#### Short exercise
From the special relativity thread below, write out word for word everything from "It means you" down to "and vice versa.".

#### Document excerpt
*****
A special point in special relativity

[n_ktt]

I've been wondering abut the following situation:

Let us imagine that there is a long train that moves with speed of v=sqrt(3/4)*c
For v=sqrt(3/4)*c
gamma=2

The clocks are synchronized when the railway engine meets the observer in reference frame.


When a one unit of time in reference frame has passed (t=1), then the observer
looks on the car that is at position:
x = sqrt(1/3)

Then the oberver is supprised, because the clock in the car shows the same time as its clock:

t' = gamma(t-v/c2 * x)
gamma=2
t=1
x=sqrt(1/3)

t'=2(1-sqrt(3/4)*sqrt(1/3) = 1

Can anybody explain what that it means?

 

[ghwellsjr]

I've been wondering abut the following situation:

Let us imagine that there is a long train that moves with speed of v=sqrt(3/4)*c
For v=sqrt(3/4)*c
gamma=2

The clocks are synchronized when the railway engine meets the observer in reference frame.When a one unit of time in reference frame has passed (t=1), then the observer
looks on the car that is at position:
x = sqrt(1/3)

Then the oberver is supprised, because the clock in the car shows the same time as its clock:

t' = gamma(t-v/c2 * x)
gamma=2
t=1
x=sqrt(1/3)

t'=2(1-sqrt(3/4)*sqrt(1/3) = 1

Can anybody explain what that it means?

It means you transformed an event that is not on the engine but on a car behind the engine. If you also calculate x' you will see that it is equal to -sqrt(1/3) but the engine at t=1 is located at x=sqrt(3/4) and the clock in the engine is at 1/2. This shows the relativity of simultaneity. Events that are simultaneous in the train frame are not necessarily simultaneous in the ground frame and vice versa.

 

[Chestermiller]

In addition to what George said, when you say that "The clocks are synchronized when the railway engine meets the observer in reference frame," this does not mean that the clocks on the ground will be synchronized with the clocks on the train. Even if the clocks on the ground could be instantaneously synchronized with one another when the engine meets the observer, and the clocks on the train could be instantaneously synchronized with one another when the engine meets the observer, this does not mean that the clocks on the train will be synchronized with the clocks on the ground.

 

[n_ktt]

Thank for your answers. You are absolutely right about it. Let me focus on it for a while.

The LT equations in standard form are:

(1) x' = gamma*(x-v*t)
(2) t' = gamma*(t-v/c2 * x)
*****
Records from a dataset:
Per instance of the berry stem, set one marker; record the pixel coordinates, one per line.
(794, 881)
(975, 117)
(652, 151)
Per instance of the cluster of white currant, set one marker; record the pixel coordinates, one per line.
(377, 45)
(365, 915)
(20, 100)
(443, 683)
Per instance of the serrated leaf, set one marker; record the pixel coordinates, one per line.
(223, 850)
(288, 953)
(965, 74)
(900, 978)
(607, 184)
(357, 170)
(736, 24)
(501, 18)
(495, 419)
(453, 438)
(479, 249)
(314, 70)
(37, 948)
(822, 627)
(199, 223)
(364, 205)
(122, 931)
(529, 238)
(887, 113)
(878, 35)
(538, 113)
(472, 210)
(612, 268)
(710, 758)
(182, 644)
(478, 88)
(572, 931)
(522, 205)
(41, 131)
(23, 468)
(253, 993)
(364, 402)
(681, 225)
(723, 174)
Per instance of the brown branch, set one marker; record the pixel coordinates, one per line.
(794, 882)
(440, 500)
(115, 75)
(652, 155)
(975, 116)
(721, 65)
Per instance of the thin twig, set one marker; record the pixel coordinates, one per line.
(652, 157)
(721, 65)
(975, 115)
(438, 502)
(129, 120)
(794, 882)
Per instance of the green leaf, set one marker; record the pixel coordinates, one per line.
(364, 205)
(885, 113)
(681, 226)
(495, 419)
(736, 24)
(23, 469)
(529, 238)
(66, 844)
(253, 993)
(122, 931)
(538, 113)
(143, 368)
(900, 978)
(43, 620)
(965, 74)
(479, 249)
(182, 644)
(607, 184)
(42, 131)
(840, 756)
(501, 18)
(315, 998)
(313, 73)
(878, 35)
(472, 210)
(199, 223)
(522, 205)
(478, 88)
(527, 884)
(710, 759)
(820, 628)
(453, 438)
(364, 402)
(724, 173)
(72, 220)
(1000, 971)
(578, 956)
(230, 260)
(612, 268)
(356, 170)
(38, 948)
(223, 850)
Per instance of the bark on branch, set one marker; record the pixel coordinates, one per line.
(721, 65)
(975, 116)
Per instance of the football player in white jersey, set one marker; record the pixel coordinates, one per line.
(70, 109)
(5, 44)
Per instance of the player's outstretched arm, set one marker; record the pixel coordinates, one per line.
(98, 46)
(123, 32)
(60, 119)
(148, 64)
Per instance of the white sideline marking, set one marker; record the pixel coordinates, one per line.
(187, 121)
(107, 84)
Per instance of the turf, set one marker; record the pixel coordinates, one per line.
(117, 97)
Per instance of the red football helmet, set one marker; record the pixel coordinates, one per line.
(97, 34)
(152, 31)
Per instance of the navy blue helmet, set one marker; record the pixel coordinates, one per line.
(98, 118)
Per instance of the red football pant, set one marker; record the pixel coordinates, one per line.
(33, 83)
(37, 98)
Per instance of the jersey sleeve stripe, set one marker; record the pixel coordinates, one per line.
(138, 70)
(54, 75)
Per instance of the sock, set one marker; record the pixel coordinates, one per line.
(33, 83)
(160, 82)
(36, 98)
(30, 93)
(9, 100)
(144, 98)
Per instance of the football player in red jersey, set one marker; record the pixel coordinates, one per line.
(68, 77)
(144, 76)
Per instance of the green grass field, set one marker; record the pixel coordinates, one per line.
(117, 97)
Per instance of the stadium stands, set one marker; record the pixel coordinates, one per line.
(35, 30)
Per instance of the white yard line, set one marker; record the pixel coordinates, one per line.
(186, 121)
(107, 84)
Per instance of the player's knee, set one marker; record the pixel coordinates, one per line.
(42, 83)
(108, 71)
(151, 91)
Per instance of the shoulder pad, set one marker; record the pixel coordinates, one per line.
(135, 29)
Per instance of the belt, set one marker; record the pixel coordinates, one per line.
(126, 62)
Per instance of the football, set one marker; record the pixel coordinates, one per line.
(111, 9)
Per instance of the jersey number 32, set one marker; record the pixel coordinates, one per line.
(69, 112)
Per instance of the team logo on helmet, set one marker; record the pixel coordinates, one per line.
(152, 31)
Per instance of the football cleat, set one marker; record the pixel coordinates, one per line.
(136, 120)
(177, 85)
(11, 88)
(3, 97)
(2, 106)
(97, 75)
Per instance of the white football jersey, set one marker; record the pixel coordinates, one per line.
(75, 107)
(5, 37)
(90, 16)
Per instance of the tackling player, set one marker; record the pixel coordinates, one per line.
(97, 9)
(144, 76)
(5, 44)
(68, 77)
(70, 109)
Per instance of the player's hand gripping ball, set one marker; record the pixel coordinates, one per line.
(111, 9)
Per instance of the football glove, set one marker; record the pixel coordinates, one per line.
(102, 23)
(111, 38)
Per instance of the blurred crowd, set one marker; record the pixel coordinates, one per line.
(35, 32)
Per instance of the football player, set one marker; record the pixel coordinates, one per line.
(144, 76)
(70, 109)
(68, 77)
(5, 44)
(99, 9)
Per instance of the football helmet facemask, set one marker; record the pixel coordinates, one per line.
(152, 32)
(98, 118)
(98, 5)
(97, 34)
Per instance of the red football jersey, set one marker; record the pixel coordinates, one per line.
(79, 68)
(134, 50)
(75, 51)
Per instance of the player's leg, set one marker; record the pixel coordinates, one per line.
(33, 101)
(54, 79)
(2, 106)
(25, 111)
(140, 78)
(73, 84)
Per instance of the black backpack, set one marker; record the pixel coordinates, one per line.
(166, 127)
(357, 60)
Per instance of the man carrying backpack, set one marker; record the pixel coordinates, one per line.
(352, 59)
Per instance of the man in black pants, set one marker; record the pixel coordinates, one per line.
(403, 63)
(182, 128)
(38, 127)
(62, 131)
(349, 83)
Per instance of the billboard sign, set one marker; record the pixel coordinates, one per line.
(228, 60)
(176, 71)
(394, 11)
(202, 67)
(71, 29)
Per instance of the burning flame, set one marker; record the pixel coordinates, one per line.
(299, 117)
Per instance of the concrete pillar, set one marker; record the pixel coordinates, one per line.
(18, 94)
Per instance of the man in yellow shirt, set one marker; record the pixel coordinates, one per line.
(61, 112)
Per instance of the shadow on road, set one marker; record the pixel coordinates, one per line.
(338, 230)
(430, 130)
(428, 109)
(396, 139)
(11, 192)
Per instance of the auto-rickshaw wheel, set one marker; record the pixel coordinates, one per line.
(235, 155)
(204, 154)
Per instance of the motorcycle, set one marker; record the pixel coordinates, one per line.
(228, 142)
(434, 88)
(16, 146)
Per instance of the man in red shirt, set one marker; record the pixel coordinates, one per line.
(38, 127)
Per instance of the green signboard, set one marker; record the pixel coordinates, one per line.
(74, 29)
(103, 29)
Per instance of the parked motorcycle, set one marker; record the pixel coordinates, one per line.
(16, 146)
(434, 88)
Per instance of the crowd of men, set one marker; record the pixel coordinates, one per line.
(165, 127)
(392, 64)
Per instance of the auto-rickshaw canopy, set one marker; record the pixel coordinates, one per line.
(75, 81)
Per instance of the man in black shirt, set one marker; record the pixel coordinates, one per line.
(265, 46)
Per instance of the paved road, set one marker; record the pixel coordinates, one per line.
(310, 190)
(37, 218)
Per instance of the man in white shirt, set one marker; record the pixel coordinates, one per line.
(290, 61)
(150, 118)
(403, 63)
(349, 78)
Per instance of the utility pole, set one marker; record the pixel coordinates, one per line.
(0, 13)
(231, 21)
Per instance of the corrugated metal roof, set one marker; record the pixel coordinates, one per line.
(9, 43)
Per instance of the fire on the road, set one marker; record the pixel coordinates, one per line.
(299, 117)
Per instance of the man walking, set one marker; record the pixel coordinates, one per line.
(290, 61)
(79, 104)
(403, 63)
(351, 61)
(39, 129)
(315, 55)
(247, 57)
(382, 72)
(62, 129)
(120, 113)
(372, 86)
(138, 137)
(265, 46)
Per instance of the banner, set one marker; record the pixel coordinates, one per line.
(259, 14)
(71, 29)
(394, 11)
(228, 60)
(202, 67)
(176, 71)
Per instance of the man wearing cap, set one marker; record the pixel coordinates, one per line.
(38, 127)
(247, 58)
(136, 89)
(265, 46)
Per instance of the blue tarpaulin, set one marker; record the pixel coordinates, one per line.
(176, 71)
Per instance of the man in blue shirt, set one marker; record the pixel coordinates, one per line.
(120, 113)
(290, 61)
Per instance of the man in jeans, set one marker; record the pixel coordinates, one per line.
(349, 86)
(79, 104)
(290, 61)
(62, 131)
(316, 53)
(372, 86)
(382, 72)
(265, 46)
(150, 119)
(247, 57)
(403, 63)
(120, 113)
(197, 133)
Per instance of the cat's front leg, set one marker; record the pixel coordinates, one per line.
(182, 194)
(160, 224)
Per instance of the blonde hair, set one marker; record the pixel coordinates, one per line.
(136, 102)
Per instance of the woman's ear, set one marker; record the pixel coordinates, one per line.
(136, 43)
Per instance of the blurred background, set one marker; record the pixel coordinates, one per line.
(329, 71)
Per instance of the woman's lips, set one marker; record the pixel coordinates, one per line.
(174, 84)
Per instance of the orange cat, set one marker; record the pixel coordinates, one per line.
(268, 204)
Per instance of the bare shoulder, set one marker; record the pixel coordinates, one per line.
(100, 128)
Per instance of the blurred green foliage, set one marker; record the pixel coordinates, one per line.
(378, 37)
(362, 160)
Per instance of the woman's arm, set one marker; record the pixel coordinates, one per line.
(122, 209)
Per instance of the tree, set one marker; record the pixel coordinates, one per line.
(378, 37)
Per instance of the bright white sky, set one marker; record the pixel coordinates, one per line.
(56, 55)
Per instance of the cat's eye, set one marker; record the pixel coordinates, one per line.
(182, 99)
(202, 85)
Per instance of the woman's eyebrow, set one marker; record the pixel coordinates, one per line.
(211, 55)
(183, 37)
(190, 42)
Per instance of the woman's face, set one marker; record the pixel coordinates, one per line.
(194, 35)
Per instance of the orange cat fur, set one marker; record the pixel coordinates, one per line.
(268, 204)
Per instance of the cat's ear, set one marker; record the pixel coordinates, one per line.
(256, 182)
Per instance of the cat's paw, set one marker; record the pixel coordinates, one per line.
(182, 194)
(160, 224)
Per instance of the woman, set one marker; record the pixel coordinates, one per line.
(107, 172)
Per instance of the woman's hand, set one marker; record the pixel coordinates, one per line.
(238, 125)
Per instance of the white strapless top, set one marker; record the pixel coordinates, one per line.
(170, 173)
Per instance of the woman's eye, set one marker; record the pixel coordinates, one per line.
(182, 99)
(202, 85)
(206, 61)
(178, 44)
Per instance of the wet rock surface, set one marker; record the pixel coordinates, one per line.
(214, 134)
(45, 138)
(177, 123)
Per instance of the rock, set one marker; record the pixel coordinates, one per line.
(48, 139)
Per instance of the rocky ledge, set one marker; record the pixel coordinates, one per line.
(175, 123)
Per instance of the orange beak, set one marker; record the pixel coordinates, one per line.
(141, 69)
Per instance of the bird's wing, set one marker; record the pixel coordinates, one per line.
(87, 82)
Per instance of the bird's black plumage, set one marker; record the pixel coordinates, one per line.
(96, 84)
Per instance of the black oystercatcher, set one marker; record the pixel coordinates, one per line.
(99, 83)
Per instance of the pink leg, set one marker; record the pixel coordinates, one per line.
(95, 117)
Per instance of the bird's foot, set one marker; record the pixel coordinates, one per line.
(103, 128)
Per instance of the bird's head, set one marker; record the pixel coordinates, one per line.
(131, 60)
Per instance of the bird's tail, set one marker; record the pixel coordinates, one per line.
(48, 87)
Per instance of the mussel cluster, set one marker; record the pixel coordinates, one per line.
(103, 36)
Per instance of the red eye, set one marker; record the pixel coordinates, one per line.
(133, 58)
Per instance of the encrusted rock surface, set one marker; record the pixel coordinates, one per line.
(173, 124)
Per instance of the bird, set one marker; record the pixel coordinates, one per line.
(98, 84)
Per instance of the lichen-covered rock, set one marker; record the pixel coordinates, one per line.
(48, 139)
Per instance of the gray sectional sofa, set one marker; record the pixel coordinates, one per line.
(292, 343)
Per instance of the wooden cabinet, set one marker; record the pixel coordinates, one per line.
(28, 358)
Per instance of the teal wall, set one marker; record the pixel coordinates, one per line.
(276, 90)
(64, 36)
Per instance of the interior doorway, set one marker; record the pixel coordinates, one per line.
*****
#### Result of this exercise
It means you transformed an event that is not on the engine but on a car behind the engine. If you also calculate x' you will see that it is equal to -sqrt(1/3) but the engine at t=1 is located at x=sqrt(3/4) and the clock in the engine is at 1/2. This shows the relativity of simultaneity. Events that are simultaneous in the train frame are not necessarily simultaneous in the ground frame and vice versa.